### Work required
Lines from the records below that contain the word "each" are to be copied out.

(Saved data entries)
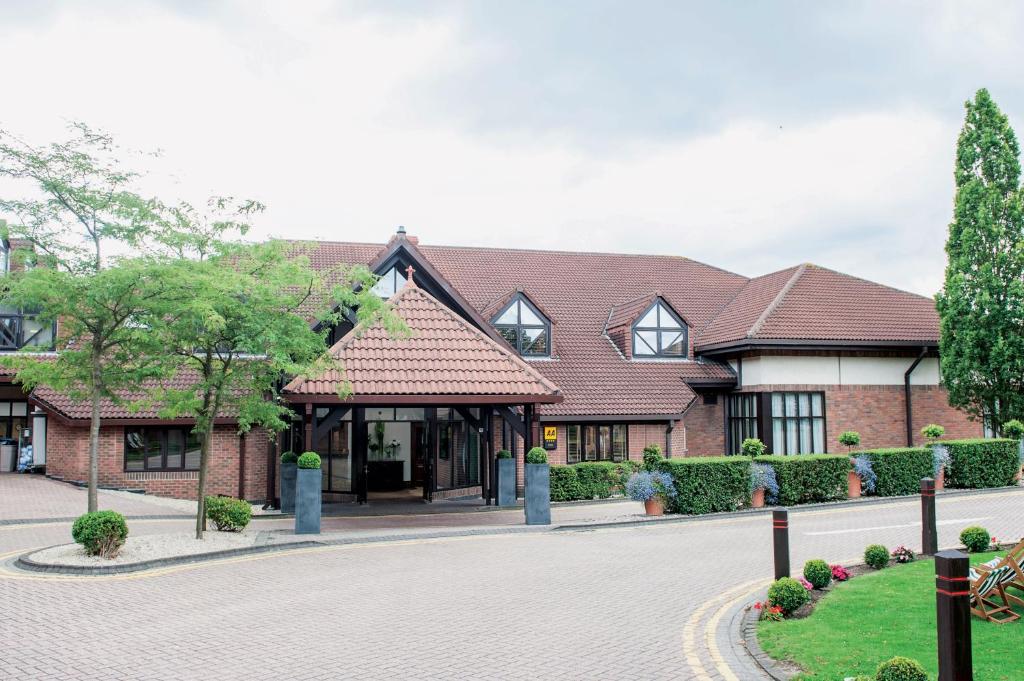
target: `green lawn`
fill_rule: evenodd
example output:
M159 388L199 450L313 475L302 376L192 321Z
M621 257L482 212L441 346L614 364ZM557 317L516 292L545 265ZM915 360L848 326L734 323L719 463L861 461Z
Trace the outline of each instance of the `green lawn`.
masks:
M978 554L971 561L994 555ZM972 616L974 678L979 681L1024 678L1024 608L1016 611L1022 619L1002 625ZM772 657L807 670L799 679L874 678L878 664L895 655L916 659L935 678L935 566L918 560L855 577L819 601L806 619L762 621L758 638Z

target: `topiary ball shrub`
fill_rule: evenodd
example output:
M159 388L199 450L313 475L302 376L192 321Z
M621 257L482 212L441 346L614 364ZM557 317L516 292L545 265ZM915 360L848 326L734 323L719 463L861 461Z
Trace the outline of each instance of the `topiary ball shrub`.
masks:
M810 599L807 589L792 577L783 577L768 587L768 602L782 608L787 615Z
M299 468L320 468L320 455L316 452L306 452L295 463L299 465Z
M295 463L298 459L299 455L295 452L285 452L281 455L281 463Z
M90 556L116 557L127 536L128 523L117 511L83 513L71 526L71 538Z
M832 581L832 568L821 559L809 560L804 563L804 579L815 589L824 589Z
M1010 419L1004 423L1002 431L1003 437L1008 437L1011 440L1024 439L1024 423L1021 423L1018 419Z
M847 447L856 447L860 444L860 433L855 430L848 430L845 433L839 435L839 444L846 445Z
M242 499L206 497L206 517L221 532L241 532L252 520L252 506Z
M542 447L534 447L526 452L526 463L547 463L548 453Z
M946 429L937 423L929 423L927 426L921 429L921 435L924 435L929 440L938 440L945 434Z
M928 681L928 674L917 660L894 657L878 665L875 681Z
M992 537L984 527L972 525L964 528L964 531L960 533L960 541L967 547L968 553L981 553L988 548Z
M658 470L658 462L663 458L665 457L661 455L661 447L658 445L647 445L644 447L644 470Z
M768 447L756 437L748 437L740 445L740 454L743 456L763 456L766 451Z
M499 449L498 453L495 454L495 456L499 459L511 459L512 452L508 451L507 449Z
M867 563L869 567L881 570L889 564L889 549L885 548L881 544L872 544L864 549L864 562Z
...
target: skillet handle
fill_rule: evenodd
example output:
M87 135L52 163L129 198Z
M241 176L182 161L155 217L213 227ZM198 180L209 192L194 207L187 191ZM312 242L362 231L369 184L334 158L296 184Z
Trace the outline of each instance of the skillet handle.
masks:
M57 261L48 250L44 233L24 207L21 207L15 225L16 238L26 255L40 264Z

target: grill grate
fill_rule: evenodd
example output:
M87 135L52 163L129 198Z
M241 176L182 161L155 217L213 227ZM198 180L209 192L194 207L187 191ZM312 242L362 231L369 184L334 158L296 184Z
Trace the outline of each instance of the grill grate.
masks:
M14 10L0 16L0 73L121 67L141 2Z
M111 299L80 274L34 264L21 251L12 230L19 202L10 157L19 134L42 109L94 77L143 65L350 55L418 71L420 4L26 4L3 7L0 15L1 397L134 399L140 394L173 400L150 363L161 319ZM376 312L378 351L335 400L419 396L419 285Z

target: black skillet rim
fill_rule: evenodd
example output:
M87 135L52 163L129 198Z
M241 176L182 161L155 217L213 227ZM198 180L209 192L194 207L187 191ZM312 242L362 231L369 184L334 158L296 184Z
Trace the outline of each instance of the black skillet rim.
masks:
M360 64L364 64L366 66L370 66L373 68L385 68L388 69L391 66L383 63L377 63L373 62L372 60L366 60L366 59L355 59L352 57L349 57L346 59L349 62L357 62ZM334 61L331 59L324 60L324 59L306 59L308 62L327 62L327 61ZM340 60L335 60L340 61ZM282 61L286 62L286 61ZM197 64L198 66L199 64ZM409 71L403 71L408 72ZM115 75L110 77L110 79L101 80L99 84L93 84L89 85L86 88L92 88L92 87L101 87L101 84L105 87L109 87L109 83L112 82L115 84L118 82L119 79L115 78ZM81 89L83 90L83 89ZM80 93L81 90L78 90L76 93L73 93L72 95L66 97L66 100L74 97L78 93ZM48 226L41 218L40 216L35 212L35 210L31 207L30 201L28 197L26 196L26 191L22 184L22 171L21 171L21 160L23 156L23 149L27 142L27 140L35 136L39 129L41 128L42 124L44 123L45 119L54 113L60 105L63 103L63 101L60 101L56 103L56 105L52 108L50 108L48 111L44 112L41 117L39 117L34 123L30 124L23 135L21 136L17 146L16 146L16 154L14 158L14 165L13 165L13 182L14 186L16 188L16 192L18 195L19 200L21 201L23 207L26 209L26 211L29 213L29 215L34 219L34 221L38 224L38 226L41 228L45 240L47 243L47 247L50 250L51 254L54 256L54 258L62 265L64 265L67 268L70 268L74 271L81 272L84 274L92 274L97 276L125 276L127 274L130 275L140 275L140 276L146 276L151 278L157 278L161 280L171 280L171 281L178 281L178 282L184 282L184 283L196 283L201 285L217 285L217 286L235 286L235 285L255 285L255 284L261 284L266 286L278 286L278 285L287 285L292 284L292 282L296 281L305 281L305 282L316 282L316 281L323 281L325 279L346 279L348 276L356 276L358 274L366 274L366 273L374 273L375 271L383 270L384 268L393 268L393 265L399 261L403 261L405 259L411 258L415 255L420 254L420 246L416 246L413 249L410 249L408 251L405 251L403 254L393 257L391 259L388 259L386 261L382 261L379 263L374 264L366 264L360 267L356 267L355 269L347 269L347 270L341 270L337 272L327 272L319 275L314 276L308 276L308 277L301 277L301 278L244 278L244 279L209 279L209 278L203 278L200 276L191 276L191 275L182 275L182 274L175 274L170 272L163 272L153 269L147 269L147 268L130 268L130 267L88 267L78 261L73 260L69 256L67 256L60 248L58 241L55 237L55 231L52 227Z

### Your response
Trace the outline of each instance of the `green lawn`.
Trace the outline of each instance of the `topiary ball shrub`.
Trace the outline of each instance of the skillet handle.
Trace the outline of each instance of the grill grate.
Trace the outline of each instance of the black skillet rim.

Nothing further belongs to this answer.